» What is being asked:
Copy word for word the rows below, from the line holding "Identify the cloud streak" through the last line of the rows, both ends included.

===== Dataset records =====

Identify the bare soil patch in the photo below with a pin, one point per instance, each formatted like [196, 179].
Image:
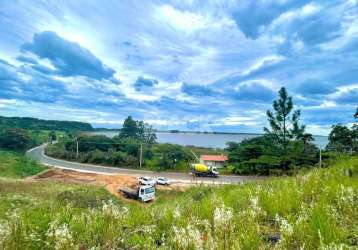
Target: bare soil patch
[111, 182]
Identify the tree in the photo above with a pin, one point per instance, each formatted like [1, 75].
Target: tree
[284, 126]
[340, 138]
[15, 138]
[137, 130]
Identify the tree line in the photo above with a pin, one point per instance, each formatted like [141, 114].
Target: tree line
[286, 146]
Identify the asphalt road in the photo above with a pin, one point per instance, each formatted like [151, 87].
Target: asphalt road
[38, 153]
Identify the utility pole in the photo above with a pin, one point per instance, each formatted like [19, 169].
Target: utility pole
[76, 148]
[140, 156]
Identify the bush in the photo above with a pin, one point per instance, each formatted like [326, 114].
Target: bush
[15, 139]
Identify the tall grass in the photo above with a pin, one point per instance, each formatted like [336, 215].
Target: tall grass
[316, 210]
[17, 165]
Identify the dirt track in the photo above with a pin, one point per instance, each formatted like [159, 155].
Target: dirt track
[110, 182]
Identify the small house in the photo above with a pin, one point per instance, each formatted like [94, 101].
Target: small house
[218, 161]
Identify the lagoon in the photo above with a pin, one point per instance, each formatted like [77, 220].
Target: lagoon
[217, 140]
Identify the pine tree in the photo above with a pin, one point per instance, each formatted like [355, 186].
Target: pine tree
[284, 126]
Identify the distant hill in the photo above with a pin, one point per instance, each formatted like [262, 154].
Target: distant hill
[34, 124]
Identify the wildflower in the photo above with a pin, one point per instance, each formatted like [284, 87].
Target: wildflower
[347, 195]
[285, 227]
[110, 209]
[60, 235]
[188, 237]
[222, 216]
[177, 212]
[4, 230]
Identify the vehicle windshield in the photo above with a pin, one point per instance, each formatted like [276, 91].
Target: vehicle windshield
[149, 190]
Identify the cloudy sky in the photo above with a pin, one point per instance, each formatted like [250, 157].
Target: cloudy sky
[194, 65]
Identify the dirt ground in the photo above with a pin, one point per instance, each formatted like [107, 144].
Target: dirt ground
[111, 182]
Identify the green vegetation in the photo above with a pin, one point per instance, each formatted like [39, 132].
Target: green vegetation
[284, 148]
[343, 139]
[29, 123]
[124, 150]
[16, 165]
[316, 210]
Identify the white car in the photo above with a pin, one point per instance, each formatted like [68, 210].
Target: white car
[143, 180]
[163, 181]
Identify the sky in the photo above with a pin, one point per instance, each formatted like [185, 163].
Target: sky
[182, 64]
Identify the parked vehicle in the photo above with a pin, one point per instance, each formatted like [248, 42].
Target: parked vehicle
[142, 193]
[163, 181]
[147, 181]
[204, 171]
[200, 169]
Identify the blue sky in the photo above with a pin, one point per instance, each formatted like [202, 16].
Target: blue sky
[193, 65]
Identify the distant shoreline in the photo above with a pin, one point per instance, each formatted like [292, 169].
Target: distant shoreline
[191, 132]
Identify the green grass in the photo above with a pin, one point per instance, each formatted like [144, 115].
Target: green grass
[316, 210]
[17, 165]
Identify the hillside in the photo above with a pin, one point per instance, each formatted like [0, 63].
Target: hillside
[38, 124]
[316, 210]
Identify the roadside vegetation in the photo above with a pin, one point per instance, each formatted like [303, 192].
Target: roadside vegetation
[284, 149]
[316, 210]
[17, 165]
[124, 150]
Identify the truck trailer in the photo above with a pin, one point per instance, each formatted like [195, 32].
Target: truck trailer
[141, 193]
[204, 171]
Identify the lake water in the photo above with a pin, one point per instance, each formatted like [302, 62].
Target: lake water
[208, 140]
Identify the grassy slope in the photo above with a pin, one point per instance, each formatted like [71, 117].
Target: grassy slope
[16, 165]
[316, 210]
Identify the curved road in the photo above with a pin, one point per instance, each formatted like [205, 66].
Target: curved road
[38, 153]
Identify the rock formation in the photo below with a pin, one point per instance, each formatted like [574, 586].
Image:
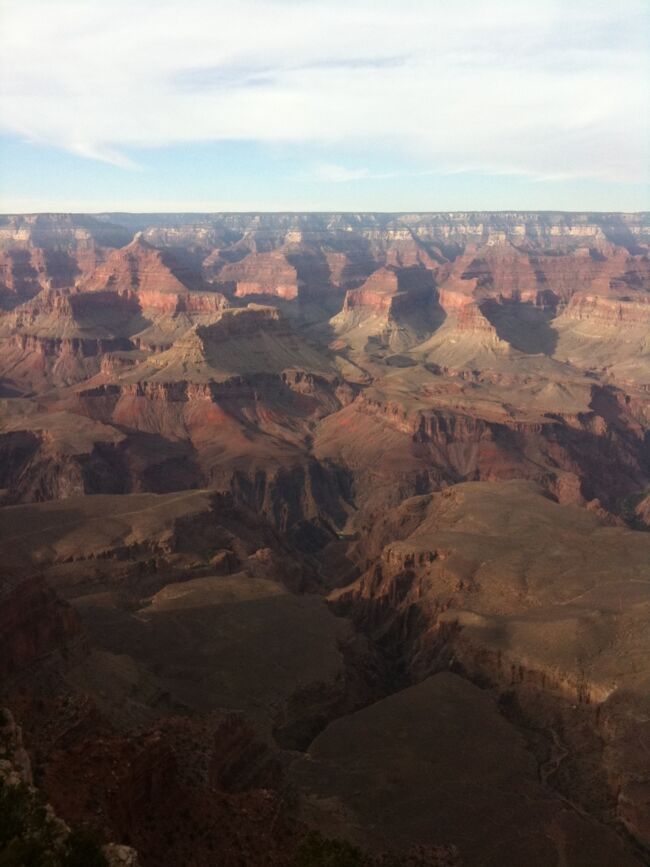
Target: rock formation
[324, 531]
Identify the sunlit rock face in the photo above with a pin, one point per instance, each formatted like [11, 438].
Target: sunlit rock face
[352, 507]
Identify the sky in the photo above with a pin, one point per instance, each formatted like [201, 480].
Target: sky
[385, 105]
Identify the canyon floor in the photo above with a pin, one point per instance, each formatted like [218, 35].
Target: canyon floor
[330, 524]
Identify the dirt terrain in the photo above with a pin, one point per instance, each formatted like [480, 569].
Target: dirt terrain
[334, 523]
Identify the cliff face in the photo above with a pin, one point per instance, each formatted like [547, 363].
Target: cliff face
[439, 420]
[36, 626]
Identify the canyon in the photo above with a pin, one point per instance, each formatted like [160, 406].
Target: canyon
[334, 525]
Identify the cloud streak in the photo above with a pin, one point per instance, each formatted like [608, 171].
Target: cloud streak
[543, 88]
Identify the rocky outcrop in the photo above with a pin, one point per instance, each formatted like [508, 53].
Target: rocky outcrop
[262, 274]
[36, 626]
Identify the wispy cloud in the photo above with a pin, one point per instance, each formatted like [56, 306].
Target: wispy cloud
[542, 87]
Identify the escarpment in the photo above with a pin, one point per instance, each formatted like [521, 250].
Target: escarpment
[330, 524]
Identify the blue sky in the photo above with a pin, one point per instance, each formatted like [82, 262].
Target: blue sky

=====

» Exercise solution:
Identify the cloud streak in the photo above with a pin, one point per instance, each formatted like [608, 171].
Target: cloud streak
[543, 88]
Identify the rocky outcrop in the photo above with a pin, one point per instance, each formatted like [508, 53].
Target: rocky outcrop
[262, 274]
[36, 626]
Identify the wispy cloud in the photo above with a pin, one point per instance, each formatted like [56, 306].
Target: wispy cloud
[542, 87]
Identify the escarpment in the photo above with a pin, one point per instance, each formatted like [521, 250].
Target: escarpment
[330, 524]
Identify the blue sky in the photo above with a pin, one point per instance, each formatted like [82, 262].
Target: blue sky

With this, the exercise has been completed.